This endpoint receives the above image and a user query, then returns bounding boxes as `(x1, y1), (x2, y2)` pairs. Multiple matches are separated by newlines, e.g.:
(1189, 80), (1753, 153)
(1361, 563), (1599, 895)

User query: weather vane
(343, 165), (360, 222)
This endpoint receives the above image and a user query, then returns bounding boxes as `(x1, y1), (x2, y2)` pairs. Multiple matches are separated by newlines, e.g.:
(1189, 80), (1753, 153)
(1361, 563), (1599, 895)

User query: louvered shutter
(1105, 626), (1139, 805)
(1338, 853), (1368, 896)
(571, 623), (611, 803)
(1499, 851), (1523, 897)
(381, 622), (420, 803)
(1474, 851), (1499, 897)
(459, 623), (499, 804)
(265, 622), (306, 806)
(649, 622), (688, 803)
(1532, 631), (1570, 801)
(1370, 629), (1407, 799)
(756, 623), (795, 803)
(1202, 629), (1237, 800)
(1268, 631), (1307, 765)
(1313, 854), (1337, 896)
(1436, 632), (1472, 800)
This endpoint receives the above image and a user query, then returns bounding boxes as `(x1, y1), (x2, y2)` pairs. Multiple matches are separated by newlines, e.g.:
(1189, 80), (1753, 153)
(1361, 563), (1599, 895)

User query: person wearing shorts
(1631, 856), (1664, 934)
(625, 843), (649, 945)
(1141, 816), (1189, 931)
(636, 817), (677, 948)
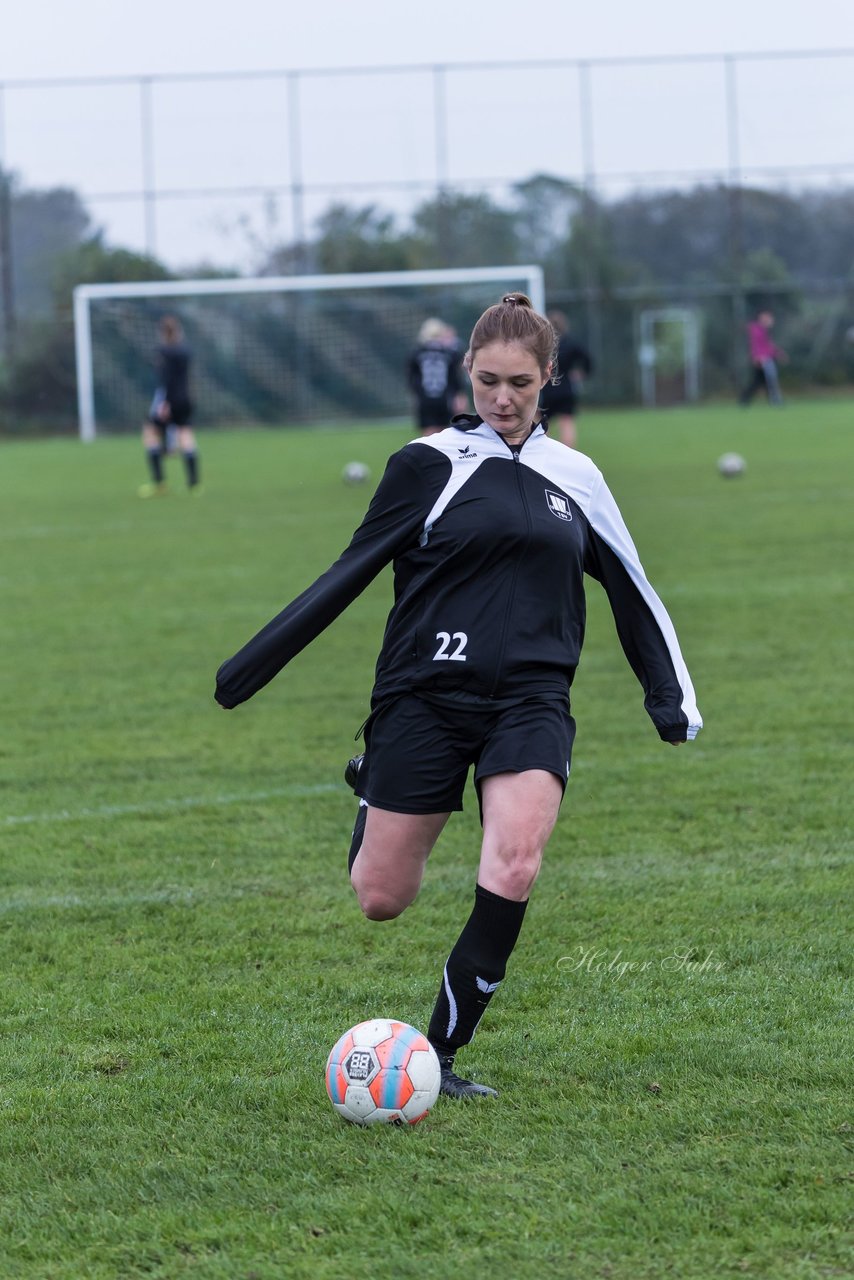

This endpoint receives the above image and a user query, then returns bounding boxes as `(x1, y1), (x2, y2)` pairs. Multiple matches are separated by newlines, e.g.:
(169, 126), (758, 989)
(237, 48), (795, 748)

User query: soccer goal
(73, 265), (545, 441)
(637, 307), (701, 408)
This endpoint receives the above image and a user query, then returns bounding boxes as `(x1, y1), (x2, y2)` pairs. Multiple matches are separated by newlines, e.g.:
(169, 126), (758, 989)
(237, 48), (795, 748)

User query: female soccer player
(139, 315), (201, 496)
(539, 310), (593, 448)
(407, 317), (466, 435)
(216, 294), (702, 1099)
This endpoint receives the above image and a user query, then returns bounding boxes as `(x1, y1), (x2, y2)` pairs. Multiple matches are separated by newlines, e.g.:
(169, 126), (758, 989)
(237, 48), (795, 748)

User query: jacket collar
(451, 413), (550, 444)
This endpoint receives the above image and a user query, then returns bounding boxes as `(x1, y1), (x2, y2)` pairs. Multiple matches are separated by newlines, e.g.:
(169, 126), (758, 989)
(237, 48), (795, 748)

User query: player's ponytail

== == ==

## PROBLEM REQUIREMENTS
Print out the complete listing above exactly, dropping each image.

## WRITTEN ANSWER
This endpoint receives the above image and a user query, then returns bounding boxes as `(x1, y1), (x2, y2)` pairs. Multiple matches are separated by newlines, e.g.:
(1189, 80), (1753, 153)
(1361, 563), (1599, 895)

User query: weather vane
(343, 165), (360, 222)
This endpoint receives the above image and a user query, then returns bounding boxes as `(x1, y1), (x2, y2)` pairs. Multiple matches are separated by newlines, e.g.:
(1189, 80), (1753, 153)
(1361, 563), (1599, 895)

User query: louvered shutter
(1105, 626), (1139, 805)
(1338, 853), (1368, 896)
(571, 623), (611, 803)
(1499, 851), (1523, 897)
(381, 622), (420, 803)
(1474, 851), (1499, 897)
(459, 623), (499, 804)
(265, 622), (306, 806)
(649, 622), (688, 803)
(1532, 631), (1570, 801)
(1370, 629), (1407, 799)
(756, 623), (795, 803)
(1202, 629), (1237, 800)
(1268, 631), (1307, 765)
(1313, 854), (1337, 896)
(1436, 632), (1472, 800)
This endpoint receives the above image and a user query, then returns bounding boxes as `(x1, y1), (x2, y2)` pairs. Multiple matches are separated by newlines, e.g.:
(1189, 80), (1753, 153)
(1361, 563), (1599, 895)

User query: person wearing shorts
(1631, 856), (1664, 934)
(625, 843), (649, 945)
(1141, 816), (1189, 931)
(636, 817), (677, 948)

This endpoint receives the above image and a user query, then returns bounding boxes as `(x1, y1), (x2, y2)` pairs. Multiple matches are separated by newlines, e.g.:
(169, 126), (758, 989)
(237, 48), (795, 748)

User query: soccer goal
(73, 265), (545, 441)
(637, 307), (701, 408)
This endpoint receives the above image and a user query, then returns bounding boxes as `(x1, y1), (x2, y2)` pairs. Multiple matches are separated by newlines, e.g.:
(169, 126), (758, 989)
(237, 48), (795, 748)

User query: female soccer player
(139, 315), (201, 496)
(539, 310), (593, 448)
(407, 317), (466, 435)
(216, 294), (702, 1099)
This endpoint receives the above image and a user query, then returns bounding boxes as `(x1, y1), (x2, y2)` pairs. Multiple matches are separated by newlines, e.g.:
(169, 126), (758, 989)
(237, 48), (795, 748)

User query: jacket collar
(451, 413), (550, 444)
This endpoint receives the above image and a user query, then returns bounding boxes as `(x1, y1), (x2, y2)` pairs. Multiple matches are separated by newlines, e.g.:
(169, 126), (758, 989)
(237, 48), (795, 748)

User query: player's ponytail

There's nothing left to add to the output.